[Assignment] In your reply, reproduce every line of the data without any alteration.

[Materials provided — start]

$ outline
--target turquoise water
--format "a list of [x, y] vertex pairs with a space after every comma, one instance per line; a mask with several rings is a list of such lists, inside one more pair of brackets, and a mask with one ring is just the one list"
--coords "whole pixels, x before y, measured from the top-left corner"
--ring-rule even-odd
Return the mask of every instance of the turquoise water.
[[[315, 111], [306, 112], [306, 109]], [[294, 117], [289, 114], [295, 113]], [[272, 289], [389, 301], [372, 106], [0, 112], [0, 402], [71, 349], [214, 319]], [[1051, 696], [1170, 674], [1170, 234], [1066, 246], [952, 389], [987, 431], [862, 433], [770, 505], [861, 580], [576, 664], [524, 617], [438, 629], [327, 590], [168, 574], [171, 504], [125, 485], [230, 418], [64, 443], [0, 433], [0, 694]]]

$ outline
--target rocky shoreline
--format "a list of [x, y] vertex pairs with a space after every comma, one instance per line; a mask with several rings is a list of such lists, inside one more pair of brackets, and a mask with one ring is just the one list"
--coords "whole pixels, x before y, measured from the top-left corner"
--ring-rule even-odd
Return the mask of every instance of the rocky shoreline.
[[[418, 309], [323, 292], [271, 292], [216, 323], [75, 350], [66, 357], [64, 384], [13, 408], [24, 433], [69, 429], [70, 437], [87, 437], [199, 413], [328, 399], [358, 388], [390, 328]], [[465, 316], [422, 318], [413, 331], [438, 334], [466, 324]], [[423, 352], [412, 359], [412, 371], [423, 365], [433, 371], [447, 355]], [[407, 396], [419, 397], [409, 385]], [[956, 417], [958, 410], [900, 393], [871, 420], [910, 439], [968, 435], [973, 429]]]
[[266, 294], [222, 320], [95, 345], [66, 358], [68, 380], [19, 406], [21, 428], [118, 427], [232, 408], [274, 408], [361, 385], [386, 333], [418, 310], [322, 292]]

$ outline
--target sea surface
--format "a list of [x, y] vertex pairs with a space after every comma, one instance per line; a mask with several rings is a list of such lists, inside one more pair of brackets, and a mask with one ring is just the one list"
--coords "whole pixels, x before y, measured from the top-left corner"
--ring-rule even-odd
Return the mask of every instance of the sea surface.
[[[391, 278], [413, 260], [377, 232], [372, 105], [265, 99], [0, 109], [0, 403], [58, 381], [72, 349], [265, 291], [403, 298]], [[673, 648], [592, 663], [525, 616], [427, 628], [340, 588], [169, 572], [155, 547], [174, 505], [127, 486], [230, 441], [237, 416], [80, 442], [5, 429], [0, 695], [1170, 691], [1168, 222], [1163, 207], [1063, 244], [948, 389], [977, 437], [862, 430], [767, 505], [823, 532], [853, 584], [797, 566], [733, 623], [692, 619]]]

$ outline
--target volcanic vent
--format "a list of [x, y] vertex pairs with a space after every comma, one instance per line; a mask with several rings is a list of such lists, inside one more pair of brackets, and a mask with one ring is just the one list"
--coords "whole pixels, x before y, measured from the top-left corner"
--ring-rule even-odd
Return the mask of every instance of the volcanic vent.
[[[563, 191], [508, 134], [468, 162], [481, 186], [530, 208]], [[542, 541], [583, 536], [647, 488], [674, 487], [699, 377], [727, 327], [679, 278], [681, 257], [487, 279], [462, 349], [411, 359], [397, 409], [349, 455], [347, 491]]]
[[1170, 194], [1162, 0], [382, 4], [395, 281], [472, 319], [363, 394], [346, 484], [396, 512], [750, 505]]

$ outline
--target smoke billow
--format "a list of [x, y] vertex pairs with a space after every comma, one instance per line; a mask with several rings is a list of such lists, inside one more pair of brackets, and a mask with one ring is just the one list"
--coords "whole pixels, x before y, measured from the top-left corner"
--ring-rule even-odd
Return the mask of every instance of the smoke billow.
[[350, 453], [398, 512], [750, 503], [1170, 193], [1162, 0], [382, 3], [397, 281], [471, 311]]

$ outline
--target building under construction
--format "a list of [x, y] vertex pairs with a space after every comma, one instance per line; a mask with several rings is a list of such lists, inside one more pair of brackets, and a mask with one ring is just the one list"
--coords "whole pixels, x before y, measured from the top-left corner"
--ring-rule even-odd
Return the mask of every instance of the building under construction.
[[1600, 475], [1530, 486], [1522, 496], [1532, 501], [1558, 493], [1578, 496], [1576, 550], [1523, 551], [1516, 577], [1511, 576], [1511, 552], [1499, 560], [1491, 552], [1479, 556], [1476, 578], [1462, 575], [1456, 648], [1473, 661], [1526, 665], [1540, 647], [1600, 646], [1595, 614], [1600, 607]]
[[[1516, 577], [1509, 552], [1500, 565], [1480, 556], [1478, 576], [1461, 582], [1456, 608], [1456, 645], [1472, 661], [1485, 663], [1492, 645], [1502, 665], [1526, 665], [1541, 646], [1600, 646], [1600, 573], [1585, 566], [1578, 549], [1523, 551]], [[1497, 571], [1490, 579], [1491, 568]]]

[Materials provided — finish]

[Answer to this task]
$ outline
--target turquoise water
--format "a list of [x, y] vertex pairs with a space after every comma, one instance per line; a mask with several rings is a list of such lists, inside one more pair of brackets, and a mask with one ring is just the one list"
--coords "whole pixels, x before y, measured from the top-left corner"
--ring-rule even-odd
Return the mask of every instance of the turquoise water.
[[[315, 111], [306, 112], [306, 109]], [[294, 117], [289, 114], [295, 113]], [[272, 289], [389, 301], [372, 106], [0, 112], [0, 402], [71, 349], [214, 319]], [[1051, 696], [1170, 674], [1170, 234], [1066, 246], [952, 389], [987, 431], [862, 433], [770, 505], [861, 580], [576, 664], [524, 617], [438, 629], [327, 590], [168, 574], [171, 504], [125, 485], [230, 418], [64, 443], [0, 433], [0, 694]]]

$ outline
--target rocky shoreline
--format "a list of [x, y] vertex pairs with a space after every comma, one instance per line; a mask with several rings is a list of such lists, inside one more pair of brackets, and a mask with one ring is just the one list"
--coords "whole pixels, x before y, measured from the top-left corner"
--ring-rule even-odd
Return the mask of every instance of the rocky shoreline.
[[[418, 309], [323, 292], [271, 292], [216, 323], [75, 350], [66, 357], [64, 384], [13, 408], [24, 433], [69, 429], [70, 437], [87, 437], [199, 413], [328, 399], [358, 388], [390, 328]], [[465, 316], [422, 318], [413, 331], [438, 334], [466, 324]], [[423, 352], [412, 359], [412, 371], [423, 365], [433, 371], [447, 355]], [[407, 396], [419, 397], [409, 385]], [[956, 417], [958, 410], [900, 393], [871, 420], [910, 439], [968, 435], [973, 429]]]
[[266, 294], [222, 320], [95, 345], [66, 358], [68, 380], [19, 406], [21, 428], [118, 427], [232, 408], [274, 408], [361, 385], [386, 333], [418, 310], [322, 292]]

$ outline
--target sea surface
--format "a list of [x, y] vertex pairs with a space after every comma, one instance per line; a mask with several rings is a list of such lists, inside one more pair of brackets, and a mask with one ring is just the one list"
--coords "whole pixels, x before y, measured from the top-left corner"
--ring-rule even-odd
Return the mask of every instance of the sea surface.
[[[391, 278], [413, 260], [377, 232], [372, 105], [265, 99], [0, 109], [0, 403], [58, 381], [72, 349], [265, 291], [403, 298]], [[673, 648], [592, 663], [525, 616], [427, 628], [340, 588], [169, 572], [155, 547], [174, 505], [127, 486], [230, 441], [237, 416], [80, 442], [5, 429], [0, 695], [1170, 691], [1168, 222], [1163, 207], [1063, 244], [948, 389], [977, 437], [862, 430], [767, 505], [823, 532], [853, 584], [797, 566], [733, 623], [692, 619]]]

$ outline
--target volcanic vent
--format "a list of [x, y] vertex pairs with a space after every comma, one instance per line; a mask with several rings is a list of such lists, inside one more pair of brackets, and a mask with one ring is just the one list"
--coords "whole pixels, x before y, measured from the top-left corner"
--ring-rule even-odd
Return the mask of every instance of the volcanic vent.
[[[563, 191], [508, 134], [468, 162], [481, 186], [530, 208]], [[542, 541], [583, 536], [647, 488], [674, 487], [699, 377], [727, 327], [679, 278], [681, 257], [487, 279], [462, 349], [411, 359], [397, 409], [349, 455], [347, 491]]]
[[1170, 194], [1162, 0], [382, 4], [395, 281], [472, 319], [363, 394], [346, 484], [396, 512], [750, 505]]

$ outline
--target smoke billow
--format "a list of [x, y] vertex pairs with a space after every comma, one instance per line; a mask with several rings is a list of such lists, inside one more pair of brackets, and a mask with one ring is just the one list"
--coords "whole pixels, x before y, measured from the top-left corner"
--ring-rule even-odd
Return the mask of every instance of the smoke billow.
[[350, 453], [398, 512], [750, 503], [1170, 193], [1162, 0], [382, 3], [397, 281], [471, 311]]

$ outline
--target building under construction
--format "a list of [x, y] vertex pairs with a space after every comma, one instance per line; a mask with several rings is a list of such lists, inside one more pair of brackets, and a mask with one ring is just the one list"
--coords "whole pixels, x before y, measured from the top-left corner"
--ring-rule even-odd
Return the mask of every instance of the building under construction.
[[1600, 475], [1530, 486], [1522, 496], [1532, 501], [1558, 493], [1578, 496], [1576, 550], [1523, 551], [1516, 577], [1511, 576], [1511, 552], [1499, 560], [1491, 552], [1479, 556], [1476, 578], [1462, 575], [1456, 648], [1473, 661], [1526, 665], [1540, 647], [1600, 646], [1595, 614], [1600, 607]]
[[[1516, 577], [1509, 552], [1500, 565], [1480, 556], [1478, 576], [1461, 582], [1456, 608], [1456, 645], [1472, 661], [1485, 663], [1492, 645], [1502, 665], [1526, 665], [1541, 646], [1600, 646], [1600, 573], [1585, 566], [1578, 549], [1523, 551]], [[1497, 571], [1490, 579], [1491, 568]]]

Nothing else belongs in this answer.